Toussaint
Première lecture
Lecture de l'Apocalypse de saint Jean
« Voici une foule immense que nul ne pouvait dénombrer, une foule de toutes nations, tribus, peuples et langues. » (Ap 7, 2-4.9-14)
Moi, Jean, j’ai vu un ange qui montait du côté où le soleil se lève, avec le sceau qui imprime la marque du Dieu vivant ; d’une voix forte, il cria aux quatre anges qui avaient reçu le pouvoir de faire du mal à la terre et à la mer : « Ne faites pas de mal à la terre, ni à la mer, ni aux arbres, avant que nous ayons marqué du sceau le front des serviteurs de notre Dieu. » Et j’entendis le nombre de ceux qui étaient marqués du sceau : ils étaient cent quarante-quatre mille, de toutes les tribus des fils d’Israël.
Après cela, j’ai vu : et voici une foule immense, que nul ne pouvait dénombrer, une foule de toutes nations, tribus, peuples et langues. Ils se tenaient debout devant le Trône et devant l’Agneau, vêtus de robes blanches, avec des palmes à la main. Et ils s’écriaient d’une voix forte : « Le salut appartient à notre Dieu qui siège sur le Trône et à l’Agneau ! » Tous les anges se tenaient debout autour du Trône, autour des Anciens et des quatre Vivants ; se jetant devant le Trône, face contre terre, ils se prosternèrent devant Dieu. Et ils disaient : « Amen ! Louange, gloire, sagesse et action de grâce, honneur, puissance et force à notre Dieu, pour les siècles des siècles ! Amen ! »
L’un des Anciens prit alors la parole et me dit : « Ces gens vêtus de robes blanches, qui sont-ils, et d’où viennent-ils ? » Je lui répondis : « Mon seigneur, toi, tu le sais. » Il me dit : « Ceux-là viennent de la grande épreuve ; ils ont lavé leurs robes, ils les ont blanchies par le sang de l’Agneau. »
Psaume
(Ps 23 (24), 1-2, 3-4ab, 5-6)
R/ Voici le peuple de ceux qui cherchent ta face, Seigneur.
Au Seigneur, le monde et sa richesse,
la terre et tous ses habitants !
C’est lui qui l’a fondée sur les mers
et la garde inébranlable sur les flots.
Qui peut gravir la montagne du Seigneur
et se tenir dans le lieu saint ?
L’homme au cœur pur, aux mains innocentes,
qui ne livre pas son âme aux idoles.
Il obtient, du Seigneur, la bénédiction,
et de Dieu son Sauveur, la justice.
Voici le peuple de ceux qui le cherchent !
Voici Jacob qui recherche ta face !
Deuxième lecture
Lecture de la première lettre de saint Jean
« Nous verrons Dieu tel qu’il est. » (1 Jn 3, 1-3)
Bien-aimés,
voyez quel grand amour nous a donné le Père pour que nous soyons appelés enfants de Dieu – et nous le sommes. Voici pourquoi le monde ne nous connaît pas : c’est qu’il n’a pas connu Dieu. Bien-aimés, dès maintenant, nous sommes enfants de Dieu, mais ce que nous serons n’a pas encore été manifesté. Nous le savons : quand cela sera manifesté, nous lui serons semblables car nous le verrons tel qu’il est. Et quiconque met en lui une telle espérance se rend pur comme lui-même est pur.

※ ※ ※

● **Consignes**:
[A] Reproduisez fidèlement le passage des lectures de la Toussaint qui va de "Qui peut gravir" jusqu'à "(1 Jn 3, 1-3)" inclus.
[B] Répondez brièvement à ces questions sur les lectures de la Toussaint :
(i) Combien étaient ceux qui furent marqués du sceau ?
(ii) Que tenaient à la main les membres de la foule immense debout devant le Trône ?
(iii) Selon la deuxième lecture, pourquoi le monde ne nous connaît-il pas ?

● **Lignes de données**:
※ ※ ※

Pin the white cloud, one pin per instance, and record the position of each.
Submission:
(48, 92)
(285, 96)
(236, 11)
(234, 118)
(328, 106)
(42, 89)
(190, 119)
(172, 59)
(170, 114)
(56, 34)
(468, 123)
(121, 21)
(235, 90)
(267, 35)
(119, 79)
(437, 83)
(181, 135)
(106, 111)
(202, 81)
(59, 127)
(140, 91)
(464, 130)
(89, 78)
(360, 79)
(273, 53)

※ ※ ※

● **Réponses par consigne**:
[A]
Qui peut gravir la montagne du Seigneur
et se tenir dans le lieu saint ?
L’homme au cœur pur, aux mains innocentes,
qui ne livre pas son âme aux idoles.
Il obtient, du Seigneur, la bénédiction,
et de Dieu son Sauveur, la justice.
Voici le peuple de ceux qui le cherchent !
Voici Jacob qui recherche ta face !
Deuxième lecture
Lecture de la première lettre de saint Jean
« Nous verrons Dieu tel qu’il est. » (1 Jn 3, 1-3)

[B]
(i) Ils étaient cent quarante-quatre mille.
(ii) Ils tenaient des palmes à la main.
(iii) Parce qu'il n'a pas connu Dieu.